From the records below, print exactly the lines starting at the one containing "of the passenger" and ending at the one containing "of the landing", ends included, and nothing else.

● Extracted data
---
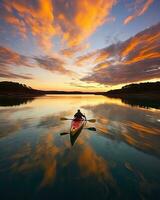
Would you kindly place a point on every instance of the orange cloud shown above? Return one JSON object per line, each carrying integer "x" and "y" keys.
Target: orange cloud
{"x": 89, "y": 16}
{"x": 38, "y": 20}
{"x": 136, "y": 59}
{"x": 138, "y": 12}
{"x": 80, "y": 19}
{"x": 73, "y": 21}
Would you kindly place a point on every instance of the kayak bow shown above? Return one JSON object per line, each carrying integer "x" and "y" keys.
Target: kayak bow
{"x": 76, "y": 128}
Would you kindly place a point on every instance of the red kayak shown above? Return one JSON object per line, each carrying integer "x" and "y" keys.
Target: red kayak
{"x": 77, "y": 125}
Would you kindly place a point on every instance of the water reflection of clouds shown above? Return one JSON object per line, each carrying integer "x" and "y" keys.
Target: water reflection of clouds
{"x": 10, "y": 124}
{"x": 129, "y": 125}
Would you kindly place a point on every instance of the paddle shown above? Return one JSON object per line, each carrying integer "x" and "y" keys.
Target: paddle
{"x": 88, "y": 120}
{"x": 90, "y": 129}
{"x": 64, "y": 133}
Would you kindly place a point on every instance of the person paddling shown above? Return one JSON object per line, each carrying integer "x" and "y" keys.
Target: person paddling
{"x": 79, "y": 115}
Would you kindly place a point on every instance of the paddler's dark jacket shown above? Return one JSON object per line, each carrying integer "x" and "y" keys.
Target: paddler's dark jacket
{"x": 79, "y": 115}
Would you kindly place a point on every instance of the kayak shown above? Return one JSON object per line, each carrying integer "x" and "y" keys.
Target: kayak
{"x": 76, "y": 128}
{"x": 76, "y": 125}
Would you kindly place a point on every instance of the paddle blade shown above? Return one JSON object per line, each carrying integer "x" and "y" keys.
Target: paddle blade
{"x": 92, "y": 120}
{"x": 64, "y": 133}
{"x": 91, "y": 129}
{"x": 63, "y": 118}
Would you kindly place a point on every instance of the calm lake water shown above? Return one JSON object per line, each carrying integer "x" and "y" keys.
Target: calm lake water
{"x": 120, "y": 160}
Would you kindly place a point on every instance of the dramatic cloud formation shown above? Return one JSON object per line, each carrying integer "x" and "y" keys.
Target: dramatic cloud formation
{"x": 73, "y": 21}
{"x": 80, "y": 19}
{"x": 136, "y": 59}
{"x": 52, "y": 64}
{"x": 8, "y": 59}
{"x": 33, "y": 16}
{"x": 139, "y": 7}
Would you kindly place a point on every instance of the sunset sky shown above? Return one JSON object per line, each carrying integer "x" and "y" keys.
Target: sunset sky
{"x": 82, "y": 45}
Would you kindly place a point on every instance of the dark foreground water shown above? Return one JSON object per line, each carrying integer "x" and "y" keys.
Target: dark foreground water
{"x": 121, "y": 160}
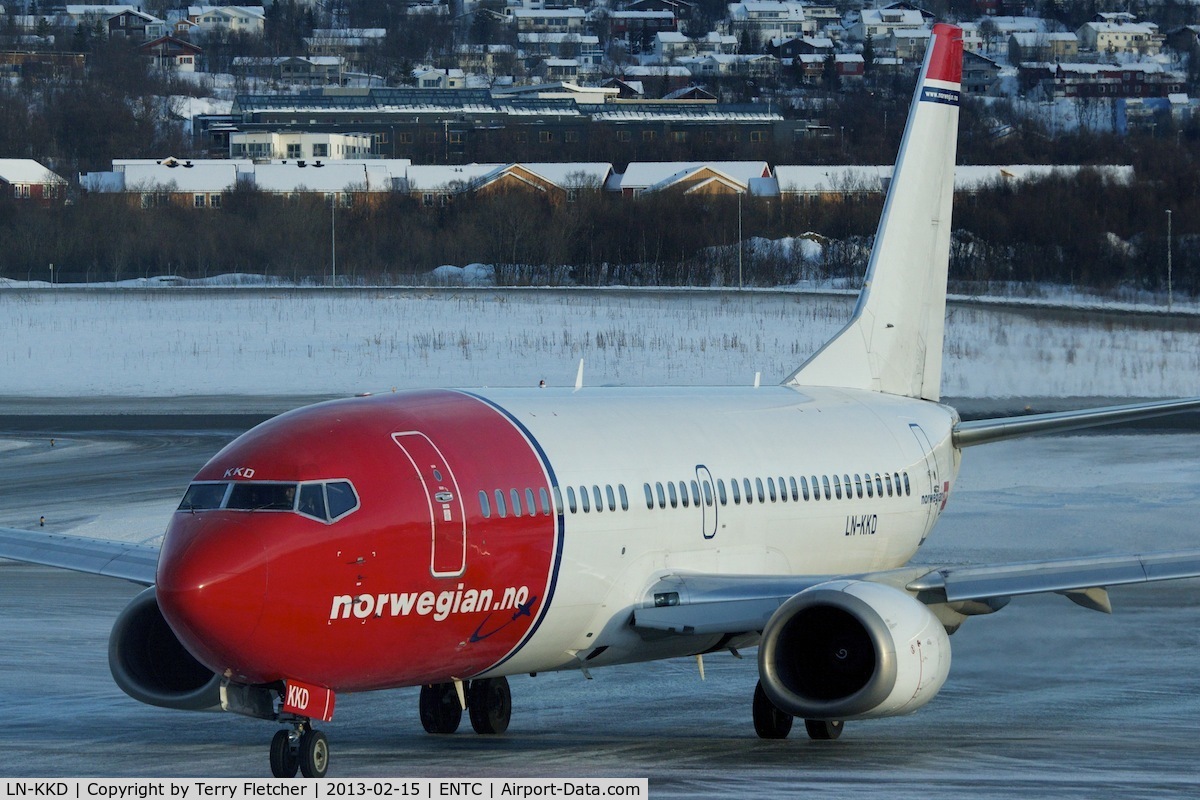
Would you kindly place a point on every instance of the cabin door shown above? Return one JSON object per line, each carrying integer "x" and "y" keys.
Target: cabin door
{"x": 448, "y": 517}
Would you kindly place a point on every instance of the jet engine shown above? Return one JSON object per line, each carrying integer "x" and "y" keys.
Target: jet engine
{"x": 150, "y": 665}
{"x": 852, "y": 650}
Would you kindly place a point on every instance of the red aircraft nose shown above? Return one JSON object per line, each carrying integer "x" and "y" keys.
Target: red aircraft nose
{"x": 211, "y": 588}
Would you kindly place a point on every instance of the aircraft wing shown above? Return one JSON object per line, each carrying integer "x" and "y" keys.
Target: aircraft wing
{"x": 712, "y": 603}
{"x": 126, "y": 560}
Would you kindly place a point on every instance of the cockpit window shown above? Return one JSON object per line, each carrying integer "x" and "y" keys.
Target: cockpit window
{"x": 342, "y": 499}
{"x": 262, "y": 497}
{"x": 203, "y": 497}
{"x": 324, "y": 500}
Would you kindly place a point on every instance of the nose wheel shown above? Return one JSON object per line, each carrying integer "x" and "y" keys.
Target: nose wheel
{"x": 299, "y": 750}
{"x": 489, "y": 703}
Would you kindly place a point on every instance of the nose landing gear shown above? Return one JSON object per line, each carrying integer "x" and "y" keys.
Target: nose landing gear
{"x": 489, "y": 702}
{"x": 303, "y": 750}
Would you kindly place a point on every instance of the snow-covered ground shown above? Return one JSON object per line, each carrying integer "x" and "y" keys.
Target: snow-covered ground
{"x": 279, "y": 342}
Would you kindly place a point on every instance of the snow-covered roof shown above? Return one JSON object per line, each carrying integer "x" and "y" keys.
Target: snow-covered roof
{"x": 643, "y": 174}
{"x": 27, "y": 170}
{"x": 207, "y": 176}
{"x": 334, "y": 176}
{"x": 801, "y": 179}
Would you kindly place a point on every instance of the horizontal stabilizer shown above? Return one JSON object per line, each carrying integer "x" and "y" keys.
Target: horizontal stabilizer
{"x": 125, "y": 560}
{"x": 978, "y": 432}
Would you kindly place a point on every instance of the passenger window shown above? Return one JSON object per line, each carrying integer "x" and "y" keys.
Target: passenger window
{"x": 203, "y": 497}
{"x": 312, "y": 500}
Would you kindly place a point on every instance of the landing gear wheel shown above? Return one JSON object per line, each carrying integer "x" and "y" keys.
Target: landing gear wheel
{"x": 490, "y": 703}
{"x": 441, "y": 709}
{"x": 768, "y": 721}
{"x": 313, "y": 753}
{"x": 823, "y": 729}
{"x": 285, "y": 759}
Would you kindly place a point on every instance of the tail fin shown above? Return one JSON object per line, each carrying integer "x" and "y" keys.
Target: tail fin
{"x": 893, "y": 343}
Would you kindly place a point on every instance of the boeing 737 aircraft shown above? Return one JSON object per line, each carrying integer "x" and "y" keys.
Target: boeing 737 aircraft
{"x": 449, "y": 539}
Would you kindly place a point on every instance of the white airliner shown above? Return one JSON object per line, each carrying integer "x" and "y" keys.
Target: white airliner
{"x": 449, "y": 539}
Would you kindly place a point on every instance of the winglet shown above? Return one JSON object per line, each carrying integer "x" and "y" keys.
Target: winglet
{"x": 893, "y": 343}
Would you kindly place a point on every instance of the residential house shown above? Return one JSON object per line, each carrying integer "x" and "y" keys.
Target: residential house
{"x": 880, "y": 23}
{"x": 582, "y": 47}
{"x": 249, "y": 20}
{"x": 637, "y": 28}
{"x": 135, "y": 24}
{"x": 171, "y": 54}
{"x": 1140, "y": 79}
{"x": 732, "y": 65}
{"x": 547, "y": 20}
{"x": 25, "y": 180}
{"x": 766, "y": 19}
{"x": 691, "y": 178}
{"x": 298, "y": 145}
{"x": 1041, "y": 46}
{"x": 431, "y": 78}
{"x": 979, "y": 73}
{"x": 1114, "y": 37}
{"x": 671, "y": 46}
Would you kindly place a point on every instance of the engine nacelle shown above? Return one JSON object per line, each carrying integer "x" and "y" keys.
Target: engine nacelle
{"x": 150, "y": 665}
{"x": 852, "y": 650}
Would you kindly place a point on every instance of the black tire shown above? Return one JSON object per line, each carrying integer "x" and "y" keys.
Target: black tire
---
● Task solution
Would you kindly place a point on every instance of the passenger window shown above? Return one JSON object per line, each carrying integer "x" and "y" keys.
Target: passenger window
{"x": 203, "y": 497}
{"x": 312, "y": 500}
Would you kindly place a point on every instance of the landing gear wheel shown above? Return one JSON object per line, each carrying integer "x" and "y" keys.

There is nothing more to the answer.